WHAT IS REQUIRED: Will you print the material below without altering a single character?

EXCERPTED RECORDS:
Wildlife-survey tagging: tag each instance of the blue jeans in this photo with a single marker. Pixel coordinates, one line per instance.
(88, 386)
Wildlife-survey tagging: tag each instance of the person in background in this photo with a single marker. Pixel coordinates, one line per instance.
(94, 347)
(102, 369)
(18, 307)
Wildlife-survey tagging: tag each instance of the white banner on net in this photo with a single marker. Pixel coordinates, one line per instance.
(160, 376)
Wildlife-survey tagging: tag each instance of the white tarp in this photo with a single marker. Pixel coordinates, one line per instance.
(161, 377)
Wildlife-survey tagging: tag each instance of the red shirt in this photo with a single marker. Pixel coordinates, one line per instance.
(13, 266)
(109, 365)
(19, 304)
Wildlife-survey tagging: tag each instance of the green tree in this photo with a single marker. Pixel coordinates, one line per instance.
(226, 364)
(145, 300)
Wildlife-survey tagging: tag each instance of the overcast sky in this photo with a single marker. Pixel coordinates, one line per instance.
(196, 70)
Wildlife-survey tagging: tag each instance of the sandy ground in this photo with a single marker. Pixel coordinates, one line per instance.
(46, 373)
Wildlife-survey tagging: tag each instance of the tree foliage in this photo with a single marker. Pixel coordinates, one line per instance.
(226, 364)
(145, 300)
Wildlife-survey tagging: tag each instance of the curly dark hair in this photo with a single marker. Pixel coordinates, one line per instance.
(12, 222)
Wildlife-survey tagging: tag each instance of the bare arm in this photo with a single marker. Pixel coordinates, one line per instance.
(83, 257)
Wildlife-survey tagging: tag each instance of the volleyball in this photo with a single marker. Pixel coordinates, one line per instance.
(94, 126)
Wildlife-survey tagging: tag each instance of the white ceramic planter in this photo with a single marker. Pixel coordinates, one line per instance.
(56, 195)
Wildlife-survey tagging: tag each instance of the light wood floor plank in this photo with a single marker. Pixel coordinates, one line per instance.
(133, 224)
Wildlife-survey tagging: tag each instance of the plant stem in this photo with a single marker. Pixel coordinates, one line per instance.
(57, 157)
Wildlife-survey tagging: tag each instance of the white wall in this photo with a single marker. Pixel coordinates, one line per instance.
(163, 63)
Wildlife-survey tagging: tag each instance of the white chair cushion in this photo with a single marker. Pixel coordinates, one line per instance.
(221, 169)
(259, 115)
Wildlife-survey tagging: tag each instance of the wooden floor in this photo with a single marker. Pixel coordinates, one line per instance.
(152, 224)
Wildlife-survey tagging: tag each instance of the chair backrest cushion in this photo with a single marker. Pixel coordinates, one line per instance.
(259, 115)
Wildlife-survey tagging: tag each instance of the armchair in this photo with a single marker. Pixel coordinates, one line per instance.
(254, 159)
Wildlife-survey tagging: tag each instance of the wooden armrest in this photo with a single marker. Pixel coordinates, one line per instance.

OUTPUT OF THE TASK:
Wildlife-survey tagging: tag each instance of the blue jeans in this photo with a single marker. Pixel coordinates, one line per instance.
(88, 386)
Wildlife-survey tagging: tag each instance of the person in background in this photo with a single marker. Pixel coordinates, one line per instance.
(94, 347)
(102, 369)
(18, 307)
Wildlife-survey tagging: tag each instance of the white banner on net in this photo with a single marker. Pixel coordinates, one line per instance.
(160, 376)
Wildlife-survey tagging: tag each instance of the white tarp in this photo with a single marker. Pixel coordinates, one line per instance.
(161, 377)
Wildlife-survey tagging: tag each instance of the red shirt in this photo with a single marker. Pixel coordinates, one line per instance.
(13, 266)
(109, 365)
(19, 304)
Wildlife-survey tagging: tag each instance of the green tree in this photo with a single marker. Pixel coordinates, one line per instance.
(226, 364)
(145, 300)
Wildlife-survey tagging: tag each instance of the overcast sky in this photo with a single marker. Pixel coordinates, one line per instance.
(196, 70)
Wildlife-survey tagging: tag each instance of the sandy ground in this photo with a single marker. Pixel coordinates, one line per instance.
(46, 373)
Wildlife-survey tagging: tag each instance of the tree foliage in this photo with a single marker. Pixel coordinates, one line per instance.
(226, 364)
(145, 300)
Wildlife-survey tagging: tag each instance of the curly dark hair in this photo with a single marker. Pixel coordinates, one line per instance.
(12, 222)
Wildlife-survey tagging: tag each instance of the bare arm in this photo with a single marker. Pixel coordinates, one line per instance.
(83, 257)
Wildlife-survey tagging: tag each instance of the volleyball in this photo with a single marker. Pixel coordinates, one line per instance.
(94, 126)
Wildlife-survey tagging: tag each instance of the white ceramic planter in this photo with a single marker. Pixel coordinates, one line per instance.
(56, 195)
Wildlife-survey tagging: tag each instance of the light wood floor plank in this photo with a single marker. Pixel coordinates, one line per instance.
(133, 224)
Wildlife-survey tagging: tag each instance of the plant stem in this photo with a single marker. Pixel coordinates, one line per instance.
(57, 157)
Wildlife-survey tagging: tag each instance of the white wall in this photo with a single marker. Pixel coordinates, one line per instance.
(163, 63)
Wildlife-survey tagging: tag each instance of the white chair cushion in this photo with a single marker. Pixel coordinates, one line per instance.
(221, 169)
(259, 115)
Wildlife-survey tagging: tag each instance of the wooden floor in this photo with a single marker. Pixel coordinates, one line per instance.
(152, 224)
Wildlife-survey tagging: tag each instance of the chair backrest cushion in this photo with a single marker. Pixel coordinates, one line per instance.
(259, 115)
Wildlife-survey tagging: tag each instance of the armchair in this photo with a single marker. Pixel coordinates, one line per instance.
(254, 159)
Wildlife-survey tagging: tag each instance of the wooden armrest in this photo with a single marker. Pixel coordinates, one line per instance.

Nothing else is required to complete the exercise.